EXTRAIT DE PAGE:
.....
Le plongeon numérique de la République de Moldavie 

Une femme tenant une tablette interroge une autre femme.
La présidente Maia Sandu est interrogée chez elle par la recenseuse Raisa Pușcașu. © UNFPA Moldavie

Raisa Pușcașu rêvait de participer au recensement moldave. « Je me souviens, enfant, voir les recenseur·euse·s arriver chez [nous] et m’imaginer à leur place des années plus tard », a expliqué à l’UNFPA la jeune femme de 35 ans, originaire de Chișinău.

Cette année, ce rêve est devenu réalité : Mme Pușcașu a suivi une formation pour devenir recenseuse pour le pays. Ce faisant, elle a entrepris une tâche que les outils modernes ont permis de faciliter plus que jamais. Finie la rédaction manuscrite des réponses, désormais, les recenseur·euse·s utilisent des tablettes : environ 3 000 ont été distribuées par l’UNFPA et l’Union européenne à l’Institut national des statistiques. « Elles permettent de gagner beaucoup de temps », témoigne-t-elle. « C’est beaucoup plus pratique. »

D’autres aspects de la mission sont cependant moins faciles, en particulier lorsque les personnes que Mme Pușcașu est censée interroger refusent de lui ouvrir la porte. Elle est parfois contrainte de revenir plusieurs fois à la même adresse pour recenser tout le monde.

« Beaucoup de personnes sont effrayées, ou mal informées », précise-t-elle. « On essaie d’expliquer le but du recensement, et la plupart du temps on parvient à un consensus et on les enregistre. »

La majeure partie de la population est heureuse d’être recensée, à l’instar de la présidente moldave, Maia Sandu. « J’ai eu l’honneur de la rencontrer et de la “recenser”, elle était très ouverte et réceptive », témoigne Mme Pușcașu.

Prêter une oreille attentive et réchauffer les cœurs au Viêt Nam

Portrait d’une femme.
Vu Thi Xuan a été recenseuse lors des études nationales sur la violence à l’encontre des femmes menées au Viêt Nam en 2010 et 2019. © UNFPA Viêt Nam

Entre 2010 et 2019, Vu Thi Xuan a été recenseuse pour deux études portant sur la prévalence de la violence à l’encontre des femmes au Viêt Nam. Avant le premier sondage, elle avait reçu une formation pour encourager les personnes interrogées à s’ouvrir et à aborder un sujet souvent considéré comme tabou. Elle menait ses entretiens avec les femmes dans des lieux publics et sûrs, et les outils modernes tels que les tablettes ont permis aux personnes sondées de répondre à des questions sensibles, par exemple en lien avec la violence sexuelle dans leur enfance, sans avoir à dire un mot.
.....
ENREGISTREMENTS FOURNIS:
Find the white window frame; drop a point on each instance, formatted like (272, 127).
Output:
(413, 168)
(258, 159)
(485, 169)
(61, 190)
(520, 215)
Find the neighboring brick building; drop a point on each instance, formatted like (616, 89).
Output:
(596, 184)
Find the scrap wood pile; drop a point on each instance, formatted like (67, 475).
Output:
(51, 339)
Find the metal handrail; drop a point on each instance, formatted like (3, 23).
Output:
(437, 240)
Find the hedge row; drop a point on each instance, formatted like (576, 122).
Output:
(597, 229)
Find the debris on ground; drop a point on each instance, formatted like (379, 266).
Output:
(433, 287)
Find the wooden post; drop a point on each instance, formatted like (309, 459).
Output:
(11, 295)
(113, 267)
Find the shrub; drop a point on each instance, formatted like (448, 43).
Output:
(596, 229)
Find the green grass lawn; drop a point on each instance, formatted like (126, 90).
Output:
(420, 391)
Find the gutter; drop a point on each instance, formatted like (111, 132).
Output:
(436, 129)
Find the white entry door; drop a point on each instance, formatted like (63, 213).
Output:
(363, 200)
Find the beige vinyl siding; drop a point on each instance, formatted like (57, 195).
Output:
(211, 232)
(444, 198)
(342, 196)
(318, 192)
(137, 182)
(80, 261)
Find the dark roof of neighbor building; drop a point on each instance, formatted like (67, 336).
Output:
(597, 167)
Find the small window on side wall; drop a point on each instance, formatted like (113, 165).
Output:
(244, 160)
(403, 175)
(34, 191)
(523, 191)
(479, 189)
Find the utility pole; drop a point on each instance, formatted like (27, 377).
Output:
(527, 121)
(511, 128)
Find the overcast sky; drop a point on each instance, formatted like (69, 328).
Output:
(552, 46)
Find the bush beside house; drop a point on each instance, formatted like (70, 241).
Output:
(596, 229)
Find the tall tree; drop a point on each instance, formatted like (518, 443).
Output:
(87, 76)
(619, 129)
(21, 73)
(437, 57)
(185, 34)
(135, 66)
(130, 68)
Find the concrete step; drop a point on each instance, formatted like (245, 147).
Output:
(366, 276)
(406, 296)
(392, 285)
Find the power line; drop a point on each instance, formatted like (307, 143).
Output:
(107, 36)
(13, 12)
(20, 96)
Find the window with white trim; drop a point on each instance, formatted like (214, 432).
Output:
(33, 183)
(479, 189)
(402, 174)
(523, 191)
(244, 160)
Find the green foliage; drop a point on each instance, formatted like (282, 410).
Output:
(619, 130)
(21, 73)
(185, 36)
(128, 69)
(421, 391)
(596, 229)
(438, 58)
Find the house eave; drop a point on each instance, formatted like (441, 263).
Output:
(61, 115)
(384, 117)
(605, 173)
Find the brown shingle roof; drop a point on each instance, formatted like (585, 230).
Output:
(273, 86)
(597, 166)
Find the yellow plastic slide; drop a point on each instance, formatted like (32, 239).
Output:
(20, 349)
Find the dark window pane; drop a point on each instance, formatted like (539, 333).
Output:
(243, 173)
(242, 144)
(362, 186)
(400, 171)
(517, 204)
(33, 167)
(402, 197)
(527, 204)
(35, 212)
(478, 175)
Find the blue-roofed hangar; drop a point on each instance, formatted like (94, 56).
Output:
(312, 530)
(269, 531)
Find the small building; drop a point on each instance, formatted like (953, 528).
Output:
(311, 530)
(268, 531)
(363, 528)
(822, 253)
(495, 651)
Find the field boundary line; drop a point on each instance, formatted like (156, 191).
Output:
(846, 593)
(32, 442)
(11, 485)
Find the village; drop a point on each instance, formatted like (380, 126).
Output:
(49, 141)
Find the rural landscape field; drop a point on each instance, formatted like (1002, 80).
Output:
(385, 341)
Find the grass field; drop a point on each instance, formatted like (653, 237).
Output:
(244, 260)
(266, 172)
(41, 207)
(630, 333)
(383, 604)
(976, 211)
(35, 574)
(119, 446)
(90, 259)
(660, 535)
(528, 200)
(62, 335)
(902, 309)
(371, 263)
.....
TRAVAIL À RÉALISER:
Relevez toutes les personnes désignées par leur nom dans l'extrait de page sur les recenseuses en Moldavie et au Viêt Nam.

SOLUTION PROPOSÉE:
- Raisa Pușcașu
- Maia Sandu
- Vu Thi Xuan